Kavitha Davidson précise que cette expérience n'a fait que l'encourager à divulguer ce genre d'abus. « C'était comme un électrochoc. Je n'avais pas compris que j'avais autant d'impact sur ces hommes fragiles. »

Selon Andrew Smiler, psychologue, il n'est pas étonnant de voir des passionnés de sport défendre une conception tronquée de la virilité. Il explique que le sport a toujours été l'étendard d'une certaine masculinité et que son rôle « est devenu de plus en plus important ces dernières décennies – en gros, depuis que les usines ont fermé et que l'économie est devenue digitale. Le triomphe de la virilité a fait place à l'égalité entre les sexes partout, sauf dans le sport. »

****************

Consigne: Condensez sous forme de liste le paragraphe du texte sur le sport et la virilité qui commence par « Selon Andrew Smiler », sans perdre ses faits principaux.

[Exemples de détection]
****************

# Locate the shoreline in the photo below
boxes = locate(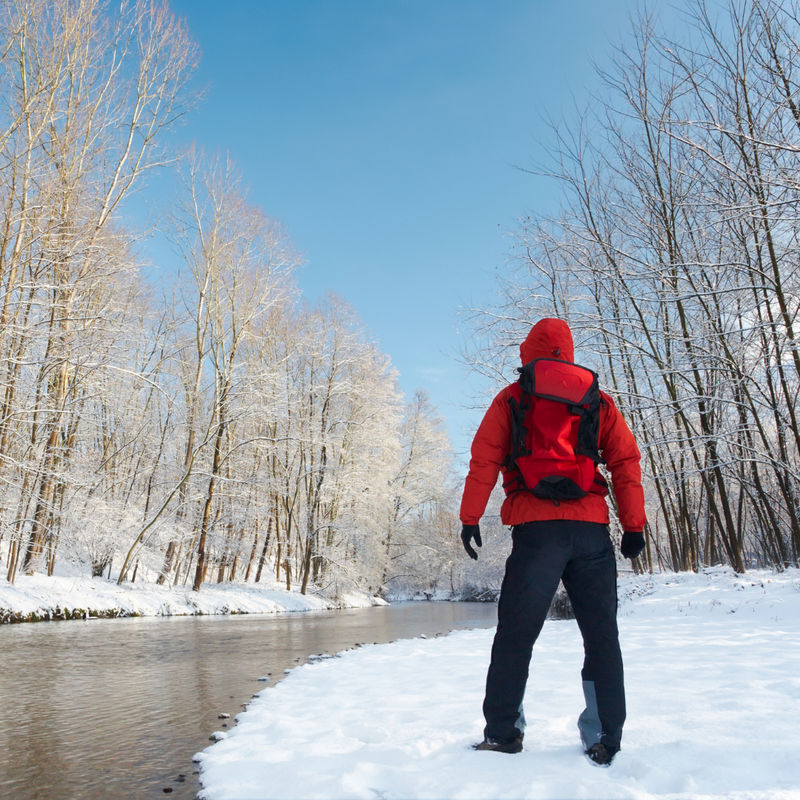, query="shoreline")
[0,574,388,625]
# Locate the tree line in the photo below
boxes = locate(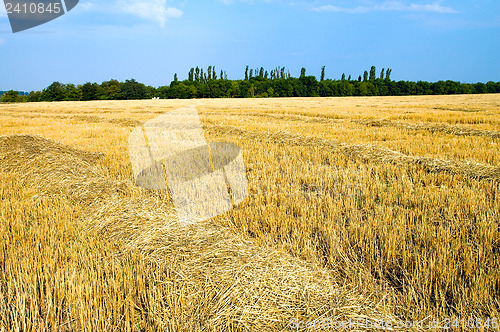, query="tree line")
[0,66,500,102]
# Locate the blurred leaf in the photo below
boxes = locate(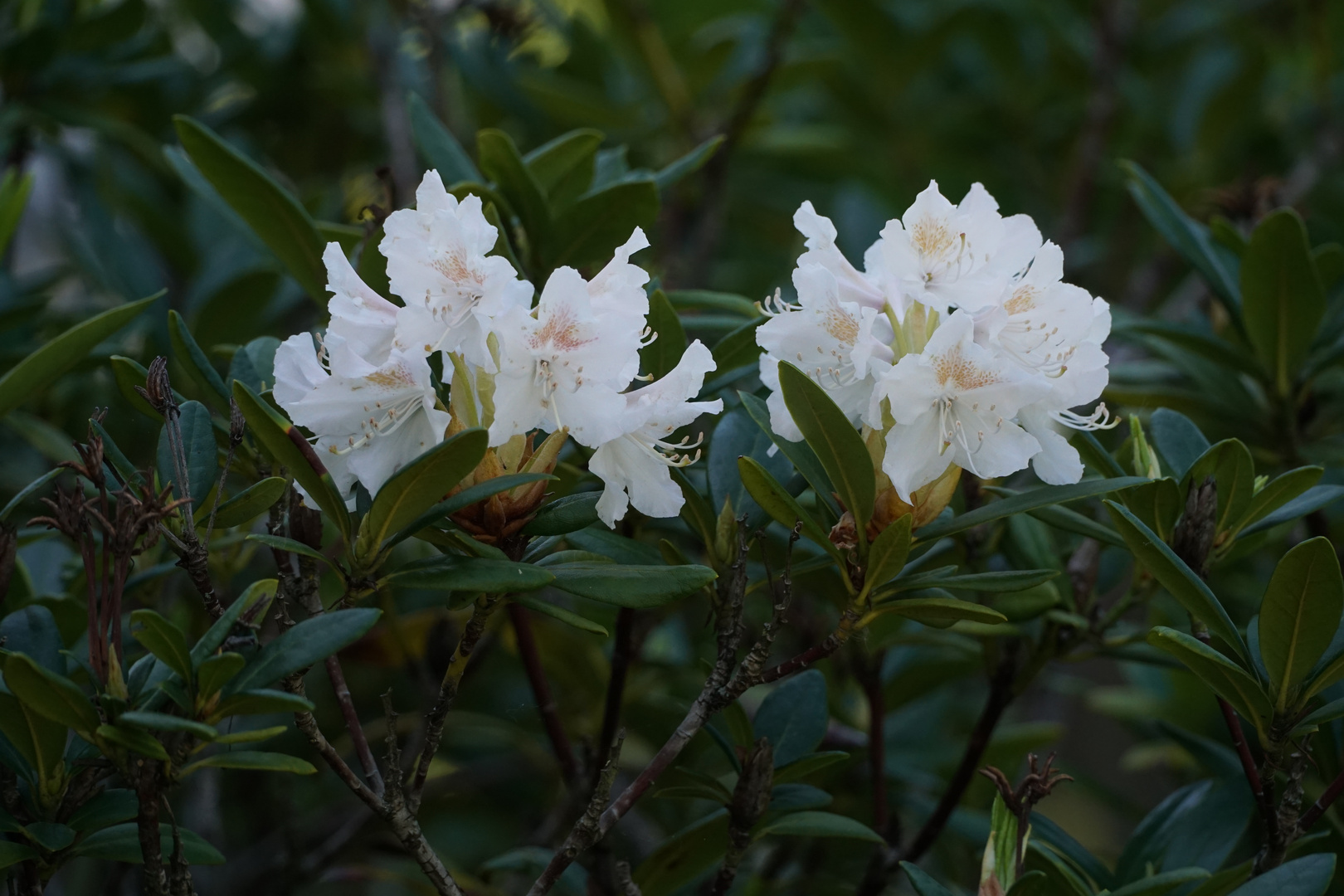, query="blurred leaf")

****************

Corrigé:
- Pour le psychologue Andrew Smiler, il n'est pas étonnant que des passionnés de sport défendent une conception tronquée de la virilité.
- Le sport a toujours été l'étendard d'une certaine masculinité.
- Son rôle s'est accru ces dernières décennies, en gros depuis la fermeture des usines et le passage à une économie digitale.
- L'égalité entre les sexes a remplacé le triomphe de la virilité partout, sauf dans le sport.